▶ _Exercise requirements_
Could you transcribe every record below exactly as written, leaving out any pictures?

Part of a data file:
* * * * * * *
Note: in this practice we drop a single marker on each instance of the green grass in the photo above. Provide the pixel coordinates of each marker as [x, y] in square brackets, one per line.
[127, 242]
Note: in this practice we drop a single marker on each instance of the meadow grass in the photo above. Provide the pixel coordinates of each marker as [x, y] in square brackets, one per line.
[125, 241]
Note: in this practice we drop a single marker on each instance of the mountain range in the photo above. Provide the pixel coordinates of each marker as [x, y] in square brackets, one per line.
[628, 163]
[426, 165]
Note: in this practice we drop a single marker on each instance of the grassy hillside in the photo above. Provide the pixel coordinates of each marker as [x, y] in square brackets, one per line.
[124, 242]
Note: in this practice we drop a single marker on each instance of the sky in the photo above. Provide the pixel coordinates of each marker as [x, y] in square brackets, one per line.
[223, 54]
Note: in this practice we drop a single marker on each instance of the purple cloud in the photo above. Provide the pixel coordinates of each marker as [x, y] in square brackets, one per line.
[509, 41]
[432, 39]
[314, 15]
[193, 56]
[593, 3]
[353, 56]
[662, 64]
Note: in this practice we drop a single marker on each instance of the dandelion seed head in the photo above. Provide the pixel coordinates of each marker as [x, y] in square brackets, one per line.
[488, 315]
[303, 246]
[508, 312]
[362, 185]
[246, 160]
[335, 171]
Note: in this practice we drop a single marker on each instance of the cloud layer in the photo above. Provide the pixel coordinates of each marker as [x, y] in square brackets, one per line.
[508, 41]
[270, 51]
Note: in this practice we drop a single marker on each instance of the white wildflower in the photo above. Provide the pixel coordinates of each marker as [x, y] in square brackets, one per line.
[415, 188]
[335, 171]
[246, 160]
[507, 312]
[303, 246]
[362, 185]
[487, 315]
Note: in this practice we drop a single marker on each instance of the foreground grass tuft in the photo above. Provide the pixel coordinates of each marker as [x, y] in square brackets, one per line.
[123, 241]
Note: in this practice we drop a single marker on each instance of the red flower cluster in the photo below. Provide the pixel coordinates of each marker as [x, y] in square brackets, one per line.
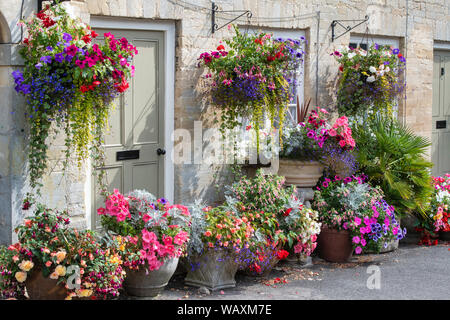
[282, 254]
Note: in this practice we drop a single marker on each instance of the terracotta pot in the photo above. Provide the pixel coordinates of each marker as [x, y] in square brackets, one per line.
[303, 174]
[139, 283]
[41, 288]
[334, 245]
[213, 269]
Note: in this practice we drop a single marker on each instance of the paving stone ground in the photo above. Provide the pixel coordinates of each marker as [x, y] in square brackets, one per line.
[410, 272]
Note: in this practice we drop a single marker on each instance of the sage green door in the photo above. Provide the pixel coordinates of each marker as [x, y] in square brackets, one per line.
[136, 126]
[441, 113]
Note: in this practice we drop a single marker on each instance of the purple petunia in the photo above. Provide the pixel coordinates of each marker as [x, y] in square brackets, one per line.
[59, 57]
[67, 37]
[46, 59]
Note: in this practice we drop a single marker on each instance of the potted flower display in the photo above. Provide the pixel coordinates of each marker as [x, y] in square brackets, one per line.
[369, 80]
[250, 77]
[218, 236]
[69, 81]
[355, 218]
[280, 221]
[315, 144]
[53, 261]
[436, 225]
[153, 235]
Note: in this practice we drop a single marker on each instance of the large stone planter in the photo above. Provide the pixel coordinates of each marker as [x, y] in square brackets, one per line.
[139, 283]
[334, 245]
[41, 288]
[302, 174]
[214, 269]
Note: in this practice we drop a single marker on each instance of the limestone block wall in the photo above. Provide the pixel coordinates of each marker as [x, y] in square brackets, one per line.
[417, 24]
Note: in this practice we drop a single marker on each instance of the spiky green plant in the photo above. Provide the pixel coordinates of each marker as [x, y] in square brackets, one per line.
[394, 157]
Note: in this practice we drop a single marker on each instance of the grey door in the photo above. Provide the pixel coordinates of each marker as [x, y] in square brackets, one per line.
[441, 113]
[137, 123]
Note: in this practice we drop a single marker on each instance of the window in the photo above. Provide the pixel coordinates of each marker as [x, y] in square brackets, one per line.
[298, 89]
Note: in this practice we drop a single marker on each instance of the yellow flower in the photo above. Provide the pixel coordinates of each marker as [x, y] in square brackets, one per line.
[60, 270]
[21, 276]
[115, 259]
[26, 265]
[61, 255]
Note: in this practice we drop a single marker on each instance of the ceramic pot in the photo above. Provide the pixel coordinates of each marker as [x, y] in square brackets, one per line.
[303, 174]
[139, 283]
[214, 269]
[334, 245]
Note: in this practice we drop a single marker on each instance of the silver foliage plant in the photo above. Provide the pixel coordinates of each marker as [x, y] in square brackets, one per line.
[198, 228]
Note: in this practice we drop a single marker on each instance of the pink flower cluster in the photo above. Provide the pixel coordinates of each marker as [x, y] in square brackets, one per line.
[116, 205]
[342, 132]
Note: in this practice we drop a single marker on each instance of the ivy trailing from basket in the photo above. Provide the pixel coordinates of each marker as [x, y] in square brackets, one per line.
[69, 82]
[253, 79]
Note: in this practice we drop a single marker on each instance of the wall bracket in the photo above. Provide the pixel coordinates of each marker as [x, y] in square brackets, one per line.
[215, 9]
[348, 28]
[53, 2]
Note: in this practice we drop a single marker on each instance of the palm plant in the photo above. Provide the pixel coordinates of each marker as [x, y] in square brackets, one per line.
[394, 158]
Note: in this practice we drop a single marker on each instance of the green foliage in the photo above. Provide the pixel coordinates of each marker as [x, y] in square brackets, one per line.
[393, 157]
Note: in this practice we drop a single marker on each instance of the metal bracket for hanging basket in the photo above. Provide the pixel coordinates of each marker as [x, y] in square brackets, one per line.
[334, 23]
[52, 3]
[215, 9]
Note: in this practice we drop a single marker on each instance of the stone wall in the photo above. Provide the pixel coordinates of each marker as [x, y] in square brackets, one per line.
[416, 24]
* * * * * * *
▶ _Output of the exercise_
Note: in this practice we drop a single marker on each instance of the green grass in the photo above. Provide the pixel coordinates of each marker as [x, y] in square brackets, one per line.
[127, 242]
Note: in this practice we drop a single marker on each instance of the meadow grass in the photo above. Provide the pixel coordinates of each marker as [x, y] in square brackets, one per line.
[125, 241]
Note: in this practice we drop a single marker on each instance of the mountain range in the photo above. Provide the pixel coordinates of each marker as [x, y] in square brackets, one per line.
[628, 163]
[426, 165]
Note: in this practice we drop a single marker on each instance of the grassy hillside in the photo above. Provide the pixel coordinates of each marker as [x, y] in square brackets, one per line.
[124, 242]
Note: in this practice we drop a single marker on each instance of the sky in the photo above. Provide the pixel coordinates of each marker as [x, y] in square brackets, one per line.
[223, 54]
Note: in this practice we drop a single marker on each instance of the purple cloud in the photo above. Provide the pixel coordinates of each marker as [x, y] in square brackets, one per line.
[509, 41]
[432, 39]
[314, 15]
[193, 56]
[593, 3]
[353, 56]
[662, 64]
Note: in this practice we drop a single marker on each instance of the dandelion seed head in the photo above. Provide the pixel coordinates of each marker as [x, y] in square brackets, one per line.
[488, 315]
[303, 246]
[508, 312]
[362, 185]
[246, 160]
[335, 171]
Note: in this practice we drop a single marker on each instance of the cloud layer in the photo above. Provide the pixel coordinates of each marker as [x, y] in square brackets, one per line.
[508, 41]
[270, 51]
Note: in this practice we drop a single marker on each instance of the white wildflower in the photo above. Provide the pixel coordinates of each marker as [x, y] in square brackets, one per line.
[415, 188]
[335, 171]
[246, 160]
[507, 312]
[303, 246]
[362, 185]
[487, 315]
Note: in this practice we drop a single marker on each instance of the foreground grass tuft in the photo above. Provide the pixel coordinates of each marker as [x, y] in square brackets, one per line.
[123, 241]
Note: in this practice we drop a single marker on each instance of the red flower cluster in the photo below. Provide the pixel coordinates of each marker as [x, y] in square brackets, one per line.
[282, 254]
Note: in this practice we drop a single marker on each instance of the terracotta pot in the photo above. Provide the pixel coordinates of each marker as [x, y] in square brackets, one per line.
[303, 174]
[139, 283]
[41, 288]
[334, 245]
[213, 269]
Note: in this practice we drop a single marker on each instance of the paving stone ground in the photo above. Provide the pixel coordinates of each marker as [x, y] in square brackets, one per line.
[410, 272]
Note: in this practice we drop a single marker on each instance of the sage green door in the photo above. Provide the pixel coordinates of each marker as [x, y] in square brackets, one per line.
[136, 126]
[441, 113]
Note: in this practice we drop a single marker on each instance of the purple petunia in the photo above. Provide the pixel coordinates of each marker as [x, y] in square brackets, one per line.
[59, 57]
[67, 37]
[46, 59]
Note: in this practice we drop a single marker on each instance of the potted flower display in the photo above. Provide the pixel coordinates of each marker as [x, y] in square brackets, one per line.
[369, 80]
[250, 77]
[218, 236]
[69, 81]
[355, 218]
[280, 221]
[315, 144]
[53, 261]
[436, 225]
[153, 235]
Note: in this practice we drop a single marker on each instance of the large stone planter in the photo above. Provide the pixel coordinates of each marker as [x, y] in square brackets, one per line.
[139, 283]
[334, 245]
[41, 288]
[302, 174]
[214, 269]
Note: in this practice we drop a single marker on each instance of the limestone block wall in the photo above. Provide the pixel coordinates of each marker as [x, y] in square brackets, one per line.
[417, 24]
Note: in this practice we drop a single marker on each instance of the spiky green plant in the photo above. Provide the pixel coordinates of each marker as [x, y] in square brackets, one per line.
[394, 157]
Note: in this practice we drop a single marker on each instance of the grey door in the photo above. Provide the pixel coordinates of each marker as [x, y] in square brackets, one per line.
[441, 113]
[137, 123]
Note: in this practice we drop a single marker on each instance of the window in the photo above. Provide the pixel coordinates of each marker as [x, y] in square brackets, one per line.
[298, 89]
Note: in this practice we drop a single marker on each instance of the yellow flower in the photo above. Provide the pixel coordinates of each marker as [x, y] in square brackets, one per line.
[60, 270]
[21, 276]
[115, 259]
[26, 265]
[61, 255]
Note: in this practice we drop a single marker on each instance of the ceramic pot in the photo above. Provide the pixel coordinates of each marker as [x, y] in square brackets, one per line.
[303, 174]
[139, 283]
[214, 269]
[334, 245]
Note: in this practice we drop a single marker on each instance of the silver foliage plant in the photo above. Provide the pixel coordinates of each marker as [x, y] in square brackets, one per line.
[198, 228]
Note: in this practice we drop a single marker on each instance of the pink flower cluster in the photo above. Provide the pixel coordinates of each marker as [x, y] in square brackets, one per line.
[116, 205]
[342, 132]
Note: in this practice we drop a single marker on each instance of the ivy trailing from basket in the photo above. Provide the pixel coordinates of each marker as [x, y] in square brackets, one per line.
[69, 82]
[253, 79]
Note: in this practice we drop a single marker on each instance of the wall bracket in the photo above. Provide the pixel coordinates of each marker as [x, y] in square brackets, one per line.
[215, 9]
[348, 28]
[53, 2]
Note: in this practice we drop a single marker on each instance of the palm plant in the photo above. Provide the pixel coordinates of each marker as [x, y] in square brackets, one per line.
[394, 158]
Note: in this practice we drop a single marker on each instance of the green foliage in the photo above. Provide the pixel coordinates of each marker as [x, y] in square brackets, one per line.
[393, 157]
Note: in this practice we drop a single marker on each instance of the metal bracket for hanging basket in the photo above. Provide the pixel coordinates of each marker as [x, y] in square brackets, one per line.
[334, 23]
[52, 3]
[215, 9]
Note: in this practice we drop a single marker on each instance of the stone wall in the photo above. Provide the pixel coordinates of each marker as [x, y] in square brackets, one per line.
[416, 24]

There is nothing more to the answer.